Aktualisiere einen Abschnitt des Forumsbeitrags zum Stehlen unten. Gib alles von „Aber mein Sohn“ bis hinunter zu „vor ihr sicher.“ wieder und setze dabei „Bonbons“ an die Stelle von „Kaugummis“.

▶ **AUSGEWÄHLTER AUSZUG**:
• • •

Stehlen: Bruder stiftet Schwester zum Stehlen an

feivelmaus

Aktives Mitglied
Hallo,

gestern bekamen wir einen Anruf einer Mutter aus der Klasse meiner kleinen Tochter (8 Jahre, 1.Klasse) die uns erzählte, ihr Sohn hätte 5 EUR von meiner Tochter geschenkt bekommen und sie würde auch andere Sachen verschenken. Auch bei meiner EX-Frau tauchten am Besuchswochenende bei ihr 10 EUR auf, deren Herkunft wir uns nicht erklären könnten. Sie sammeln leidenschaftlich Ü-Eier und nachdem wir hier ein größeres Depot an Figuren aus Ü-Eiern im Wert von locker 15 EUR fanden schöpften wir Verdacht. Nur fehlte nirgends Geld und so sprachen wir unserer kleine Tochter an, woher sie soviel Geld hat. Sie meinte erst, es wäre gefunden, gab aber dann unter Tränen zu, es gestohlen zu haben. Sie hatte es im Turnverein anderen Kindern, die sie angeblich ärgerten, in der Umkleide gestohlen. Das über mehrere Wochen. Hier machen wir uns natürlich Vorwürfe, dass wir es nicht früher gemerkt hatten. Nach dem ersten Stehlen teilte sie es mit meinem Sohn (12 Jahre, 5. Klasse). Sie wollte dann nicht mehr stehlen und mein Sohn zwang sie dann aber, es wieder zu tun, weil sie das Geld ja für Ü-Eier bräuchten. So stahl sie über Wochen ca. 30-40 EUR in der Umkleide.

Ich weiß nicht so Recht wie wir damit umgehen sollen. Wir haben mir allen beiden lange geredet und sie zeigen beide erst einmal Einsicht.

Aber mein Sohn hatte mir schon einige Mal Geld aus der Geldbörse gestohlen und vor 4 Jahren einen Ladendiebstahl gemacht. Damals musste er die Kaugummis zurückbringen, was ihm zum Glück megapeinlich war und es wirkte. Meine Kinder sind Scheidungs- und Trennungskind. Bei der Scheidung war meine Tochter 1 Jahr, dann lebte sie bei meiner EX und kam nach Misshandlung durch deren Freund zu mir und meiner damaligen Freundin, die uns als meine Tochter 3 1/2 war auch verließ. Danach stahl meine kleine oft im Kindergarten und es kam mir so vor, als wolle sie erwischt werden, um Aufmerksamkeit zu bekommen: Geld, Süssigkeiten, nichts war vor ihr sicher.

• • •

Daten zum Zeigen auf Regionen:
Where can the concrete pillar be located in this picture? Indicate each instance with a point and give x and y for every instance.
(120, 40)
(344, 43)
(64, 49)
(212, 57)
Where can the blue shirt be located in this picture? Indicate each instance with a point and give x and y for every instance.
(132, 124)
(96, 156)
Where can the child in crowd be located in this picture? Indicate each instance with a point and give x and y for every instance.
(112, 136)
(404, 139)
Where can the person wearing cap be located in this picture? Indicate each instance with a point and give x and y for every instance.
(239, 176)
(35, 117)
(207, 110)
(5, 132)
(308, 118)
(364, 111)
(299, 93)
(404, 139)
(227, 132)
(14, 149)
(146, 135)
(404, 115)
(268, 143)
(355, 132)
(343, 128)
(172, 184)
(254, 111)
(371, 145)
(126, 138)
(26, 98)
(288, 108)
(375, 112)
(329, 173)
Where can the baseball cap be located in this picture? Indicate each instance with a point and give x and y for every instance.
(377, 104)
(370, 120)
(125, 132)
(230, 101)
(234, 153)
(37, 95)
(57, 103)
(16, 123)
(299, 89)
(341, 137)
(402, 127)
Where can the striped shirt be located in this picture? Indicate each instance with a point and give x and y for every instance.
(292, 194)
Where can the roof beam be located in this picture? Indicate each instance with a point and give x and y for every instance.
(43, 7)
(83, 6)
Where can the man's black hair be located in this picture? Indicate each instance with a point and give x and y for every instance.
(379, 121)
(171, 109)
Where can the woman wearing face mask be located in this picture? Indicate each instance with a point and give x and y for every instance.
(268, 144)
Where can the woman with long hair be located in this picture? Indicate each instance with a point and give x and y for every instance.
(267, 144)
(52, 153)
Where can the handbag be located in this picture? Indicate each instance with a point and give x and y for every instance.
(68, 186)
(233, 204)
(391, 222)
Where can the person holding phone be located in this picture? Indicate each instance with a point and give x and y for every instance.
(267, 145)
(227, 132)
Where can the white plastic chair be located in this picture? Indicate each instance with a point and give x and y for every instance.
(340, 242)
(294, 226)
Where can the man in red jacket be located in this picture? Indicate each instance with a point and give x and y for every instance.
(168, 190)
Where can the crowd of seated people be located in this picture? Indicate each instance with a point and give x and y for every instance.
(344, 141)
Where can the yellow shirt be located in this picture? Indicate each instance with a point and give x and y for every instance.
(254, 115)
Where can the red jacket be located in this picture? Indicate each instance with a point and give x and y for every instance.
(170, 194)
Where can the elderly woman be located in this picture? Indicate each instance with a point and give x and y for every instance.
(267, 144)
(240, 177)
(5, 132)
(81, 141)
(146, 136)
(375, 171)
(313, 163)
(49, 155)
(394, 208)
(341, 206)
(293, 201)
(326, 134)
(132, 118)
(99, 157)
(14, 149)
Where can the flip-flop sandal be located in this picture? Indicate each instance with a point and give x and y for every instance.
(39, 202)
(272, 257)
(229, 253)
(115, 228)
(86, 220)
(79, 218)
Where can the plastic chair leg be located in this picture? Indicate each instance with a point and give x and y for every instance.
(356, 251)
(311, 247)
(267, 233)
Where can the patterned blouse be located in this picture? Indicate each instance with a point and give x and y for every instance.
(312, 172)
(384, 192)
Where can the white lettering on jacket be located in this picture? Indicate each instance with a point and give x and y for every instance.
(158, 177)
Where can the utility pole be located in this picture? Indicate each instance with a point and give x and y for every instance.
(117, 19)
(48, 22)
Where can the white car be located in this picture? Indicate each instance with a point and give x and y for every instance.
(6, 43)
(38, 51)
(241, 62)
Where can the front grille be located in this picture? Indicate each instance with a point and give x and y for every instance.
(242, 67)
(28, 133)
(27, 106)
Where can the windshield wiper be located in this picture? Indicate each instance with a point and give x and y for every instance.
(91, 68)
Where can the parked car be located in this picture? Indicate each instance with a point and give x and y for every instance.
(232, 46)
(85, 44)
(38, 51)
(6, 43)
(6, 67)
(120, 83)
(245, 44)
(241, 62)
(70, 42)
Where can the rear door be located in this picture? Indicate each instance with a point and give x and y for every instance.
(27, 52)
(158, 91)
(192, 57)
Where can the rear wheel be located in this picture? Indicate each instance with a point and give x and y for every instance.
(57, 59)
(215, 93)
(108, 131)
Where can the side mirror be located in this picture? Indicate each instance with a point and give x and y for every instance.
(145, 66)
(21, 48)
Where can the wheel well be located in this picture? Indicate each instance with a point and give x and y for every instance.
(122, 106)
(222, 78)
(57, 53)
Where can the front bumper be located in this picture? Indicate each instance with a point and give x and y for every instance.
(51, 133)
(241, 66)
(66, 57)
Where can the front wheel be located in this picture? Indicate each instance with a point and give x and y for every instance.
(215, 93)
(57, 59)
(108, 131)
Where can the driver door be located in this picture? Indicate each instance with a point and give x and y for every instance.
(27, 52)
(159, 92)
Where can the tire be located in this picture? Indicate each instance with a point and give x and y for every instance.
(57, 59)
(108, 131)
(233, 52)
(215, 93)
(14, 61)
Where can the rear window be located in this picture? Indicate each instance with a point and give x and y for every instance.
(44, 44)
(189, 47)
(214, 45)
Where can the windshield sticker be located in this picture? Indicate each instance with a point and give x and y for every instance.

• • •

▶ **DEINE ANTWORT**:
Aber mein Sohn hatte mir schon einige Mal Geld aus der Geldbörse gestohlen und vor 4 Jahren einen Ladendiebstahl gemacht. Damals musste er die Bonbons zurückbringen, was ihm zum Glück megapeinlich war und es wirkte. Meine Kinder sind Scheidungs- und Trennungskind. Bei der Scheidung war meine Tochter 1 Jahr, dann lebte sie bei meiner EX und kam nach Misshandlung durch deren Freund zu mir und meiner damaligen Freundin, die uns als meine Tochter 3 1/2 war auch verließ. Danach stahl meine kleine oft im Kindergarten und es kam mir so vor, als wolle sie erwischt werden, um Aufmerksamkeit zu bekommen: Geld, Süssigkeiten, nichts war vor ihr sicher.